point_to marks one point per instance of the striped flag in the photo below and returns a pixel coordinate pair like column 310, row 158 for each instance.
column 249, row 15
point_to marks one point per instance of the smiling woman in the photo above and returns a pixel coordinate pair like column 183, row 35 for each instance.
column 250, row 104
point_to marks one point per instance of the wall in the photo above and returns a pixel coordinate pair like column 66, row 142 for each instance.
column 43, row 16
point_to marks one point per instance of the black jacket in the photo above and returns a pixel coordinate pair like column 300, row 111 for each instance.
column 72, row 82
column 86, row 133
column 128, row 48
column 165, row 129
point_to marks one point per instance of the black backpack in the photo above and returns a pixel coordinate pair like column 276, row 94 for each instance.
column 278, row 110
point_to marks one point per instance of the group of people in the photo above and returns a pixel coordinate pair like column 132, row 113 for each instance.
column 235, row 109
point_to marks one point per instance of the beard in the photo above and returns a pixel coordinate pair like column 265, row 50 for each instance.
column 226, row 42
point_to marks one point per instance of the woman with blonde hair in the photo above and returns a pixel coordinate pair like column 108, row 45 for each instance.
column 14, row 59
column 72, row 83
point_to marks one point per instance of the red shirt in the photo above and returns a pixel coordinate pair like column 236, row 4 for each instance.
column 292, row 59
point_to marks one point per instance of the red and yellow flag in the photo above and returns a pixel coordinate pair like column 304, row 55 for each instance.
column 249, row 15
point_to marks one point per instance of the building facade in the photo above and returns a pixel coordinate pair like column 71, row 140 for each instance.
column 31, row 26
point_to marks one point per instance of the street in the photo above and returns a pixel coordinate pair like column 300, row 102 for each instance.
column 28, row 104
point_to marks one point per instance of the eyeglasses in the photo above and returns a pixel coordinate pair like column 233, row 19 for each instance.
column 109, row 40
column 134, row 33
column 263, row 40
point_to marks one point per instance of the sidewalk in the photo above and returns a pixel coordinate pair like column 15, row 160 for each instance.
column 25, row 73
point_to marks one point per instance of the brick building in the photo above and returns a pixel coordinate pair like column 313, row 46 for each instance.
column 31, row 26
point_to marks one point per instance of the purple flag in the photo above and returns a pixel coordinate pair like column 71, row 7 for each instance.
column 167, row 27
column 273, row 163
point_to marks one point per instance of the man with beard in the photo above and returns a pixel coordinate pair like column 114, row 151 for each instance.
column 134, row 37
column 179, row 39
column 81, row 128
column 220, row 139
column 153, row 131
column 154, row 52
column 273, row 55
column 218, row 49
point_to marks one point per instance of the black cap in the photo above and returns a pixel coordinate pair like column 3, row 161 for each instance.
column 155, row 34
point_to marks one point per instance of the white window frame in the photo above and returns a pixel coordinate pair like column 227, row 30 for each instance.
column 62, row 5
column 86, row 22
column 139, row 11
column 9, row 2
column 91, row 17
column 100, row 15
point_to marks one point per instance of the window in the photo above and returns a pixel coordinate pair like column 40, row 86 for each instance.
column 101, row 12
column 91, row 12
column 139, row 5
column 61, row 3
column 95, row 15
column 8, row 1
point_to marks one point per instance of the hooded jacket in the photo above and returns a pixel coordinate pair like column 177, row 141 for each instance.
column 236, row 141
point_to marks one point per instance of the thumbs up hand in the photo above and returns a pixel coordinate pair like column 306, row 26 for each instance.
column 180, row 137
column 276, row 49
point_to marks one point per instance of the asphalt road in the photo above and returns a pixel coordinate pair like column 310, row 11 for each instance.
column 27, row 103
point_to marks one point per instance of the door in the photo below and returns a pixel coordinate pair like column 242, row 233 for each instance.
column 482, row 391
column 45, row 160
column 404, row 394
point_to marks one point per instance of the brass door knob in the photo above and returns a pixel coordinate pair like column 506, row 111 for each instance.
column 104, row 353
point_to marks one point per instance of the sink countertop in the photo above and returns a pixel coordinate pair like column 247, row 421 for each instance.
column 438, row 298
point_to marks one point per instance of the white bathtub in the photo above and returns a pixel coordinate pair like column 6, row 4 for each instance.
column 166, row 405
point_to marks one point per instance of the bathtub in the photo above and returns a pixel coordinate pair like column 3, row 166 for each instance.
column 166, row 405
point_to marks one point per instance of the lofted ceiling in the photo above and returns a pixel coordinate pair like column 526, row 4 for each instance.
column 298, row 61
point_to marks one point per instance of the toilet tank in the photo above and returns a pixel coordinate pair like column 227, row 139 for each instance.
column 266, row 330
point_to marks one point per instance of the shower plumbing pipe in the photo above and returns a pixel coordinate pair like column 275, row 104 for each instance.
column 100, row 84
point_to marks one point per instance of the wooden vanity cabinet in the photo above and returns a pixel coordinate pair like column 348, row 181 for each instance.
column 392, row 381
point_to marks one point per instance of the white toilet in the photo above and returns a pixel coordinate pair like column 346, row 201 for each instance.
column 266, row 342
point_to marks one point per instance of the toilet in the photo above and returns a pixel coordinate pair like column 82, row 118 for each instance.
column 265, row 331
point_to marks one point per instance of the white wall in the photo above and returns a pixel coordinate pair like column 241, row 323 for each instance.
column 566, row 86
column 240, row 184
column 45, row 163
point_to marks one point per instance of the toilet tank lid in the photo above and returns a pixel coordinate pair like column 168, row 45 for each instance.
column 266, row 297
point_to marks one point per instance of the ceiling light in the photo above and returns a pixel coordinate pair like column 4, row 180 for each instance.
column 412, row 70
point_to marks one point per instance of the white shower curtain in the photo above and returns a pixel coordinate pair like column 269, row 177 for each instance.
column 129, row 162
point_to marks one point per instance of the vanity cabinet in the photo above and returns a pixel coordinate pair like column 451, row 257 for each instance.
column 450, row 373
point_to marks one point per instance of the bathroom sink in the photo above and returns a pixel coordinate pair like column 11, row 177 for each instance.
------------
Assignment:
For this exercise, write all the records out again exactly.

Problem solution:
point_to marks one point per instance of the striped flag in the photo below and returns a pixel coordinate pair like column 310, row 158 for each instance.
column 249, row 15
point_to marks one point per instance of the smiling woman in the photo above and returns a pixel coordinate pair like column 183, row 35 for each instance.
column 250, row 104
point_to marks one point per instance of the wall in the photo above and returns a pixel coordinate pair like column 66, row 142 for each instance.
column 43, row 16
point_to marks one point per instance of the black jacket in the photo above and returns a pixel coordinate pair like column 300, row 111 for each instance.
column 72, row 82
column 86, row 133
column 128, row 48
column 165, row 129
point_to marks one point per instance of the black backpack in the photo above and returns a pixel coordinate pair like column 276, row 94 for each instance.
column 278, row 110
point_to marks one point per instance of the group of people in the photo above and returns a pixel coordinate pair like column 132, row 113 for each instance.
column 235, row 109
point_to marks one point per instance of the beard in the photo above and returns a pixel coordinate pair like column 265, row 50 for each instance.
column 226, row 42
point_to marks one point per instance of the woman with blonde hair in the photo above and returns a pixel coordinate pair like column 108, row 45 for each instance.
column 14, row 59
column 72, row 83
point_to marks one point per instance of the red shirt in the photo above and returns a pixel coordinate pair like column 236, row 4 for each instance.
column 292, row 59
point_to marks one point per instance of the red and yellow flag in the photo above and returns a pixel coordinate pair like column 304, row 55 for each instance.
column 249, row 15
point_to marks one point per instance of the building facade in the photo above and returns a pixel coordinate pair like column 71, row 140 for each instance.
column 31, row 26
point_to marks one point per instance of the street in the photo above and returns a pixel coordinate pair like column 300, row 102 for each instance.
column 28, row 104
point_to marks one point per instance of the eyeglasses in the photo above and returns a pixel coordinate pair like column 233, row 19 for each instance.
column 109, row 40
column 134, row 33
column 263, row 40
point_to marks one point per instance of the sidewalk in the photo above and returns a pixel coordinate pair like column 15, row 160 for each instance.
column 25, row 73
point_to marks one point per instance of the brick building in the photo above and returns a pixel coordinate pair like column 313, row 46 for each instance.
column 31, row 26
point_to marks one point per instance of the purple flag in the photo above and returns a pixel coordinate pair like column 71, row 7 for each instance.
column 167, row 27
column 273, row 163
point_to marks one point per instance of the man with beard in the photo above and returns a pixel coordinate pair like column 114, row 151 for each instance.
column 134, row 37
column 179, row 39
column 81, row 128
column 220, row 139
column 153, row 131
column 154, row 52
column 273, row 55
column 218, row 49
point_to marks one point per instance of the black cap in the photo above and returns a pixel coordinate pair like column 3, row 161 for each instance.
column 155, row 34
point_to marks one point per instance of the white window frame in the photo above and returns a pixel coordinate pair like column 227, row 30 for each instance.
column 62, row 5
column 86, row 22
column 139, row 11
column 9, row 2
column 91, row 17
column 100, row 15
point_to marks one point per instance of the window in the photo above and returns a pixel coordinate pair like column 40, row 86 for each instance.
column 101, row 12
column 91, row 12
column 139, row 5
column 61, row 3
column 95, row 15
column 8, row 1
point_to marks one point per instance of the hooded jacket in the photo above and returns a pixel coordinate pair like column 177, row 141 for each instance.
column 236, row 141
point_to marks one point per instance of the thumbs up hand in the photo above and returns a pixel coordinate pair like column 306, row 26 for each instance.
column 180, row 137
column 276, row 49
point_to marks one point per instance of the asphalt road in the photo above and returns a pixel coordinate pair like column 310, row 11 for each instance.
column 27, row 103
point_to marks one point per instance of the door in the photo below and returns a pixel coordinate pair like column 242, row 233 for each instance.
column 482, row 391
column 45, row 160
column 404, row 394
point_to marks one point per instance of the brass door knob in the photo above and returns a pixel coordinate pair like column 506, row 111 for each instance.
column 104, row 353
point_to marks one point per instance of the sink countertop in the photo above and returns a pixel coordinate pair like column 247, row 421 for each instance.
column 438, row 298
point_to marks one point per instance of the white bathtub in the photo above and returns a pixel coordinate pair like column 6, row 4 for each instance.
column 166, row 405
point_to marks one point per instance of the bathtub in the photo above and returns a pixel coordinate pair like column 3, row 166 for each instance.
column 166, row 405
point_to marks one point per instance of the lofted ceiling in the photo above and returns a pixel coordinate pair like column 526, row 4 for each instance.
column 298, row 61
point_to marks one point per instance of the toilet tank in the photo above and returns a pixel coordinate pair like column 227, row 139 for each instance.
column 266, row 330
point_to marks one point per instance of the shower plumbing pipe in the photo above and returns a pixel coordinate pair like column 275, row 104 for each instance.
column 100, row 84
point_to marks one point per instance of the wooden vanity cabinet in the photo above and returns a pixel coordinate pair like column 348, row 181 for each instance.
column 392, row 381
point_to marks one point per instance of the white toilet in the photo above and returns a pixel coordinate pair like column 346, row 201 for each instance.
column 266, row 342
point_to marks one point per instance of the toilet in the photo above and returns a pixel coordinate pair like column 82, row 118 for each instance.
column 265, row 331
point_to marks one point per instance of the white wall in the photo above and returns a pixel coordinate pair like column 241, row 323 for each instance.
column 566, row 86
column 240, row 184
column 45, row 163
point_to marks one point per instance of the toilet tank lid in the photo above and returns a pixel coordinate pair like column 168, row 45 for each instance.
column 266, row 297
point_to marks one point per instance of the ceiling light in the photo above and returns a pixel coordinate pair like column 4, row 180 for each instance.
column 412, row 70
point_to marks one point per instance of the white shower curtain in the photo above and returns a pixel coordinate pair like column 269, row 177 for each instance.
column 129, row 162
point_to marks one point per instance of the vanity cabinet in the photo above and returns a pixel coordinate pair like column 451, row 257 for each instance.
column 450, row 373
point_to marks one point per instance of the bathroom sink in the photo above and returns a pixel coordinate pair like column 11, row 177 for each instance.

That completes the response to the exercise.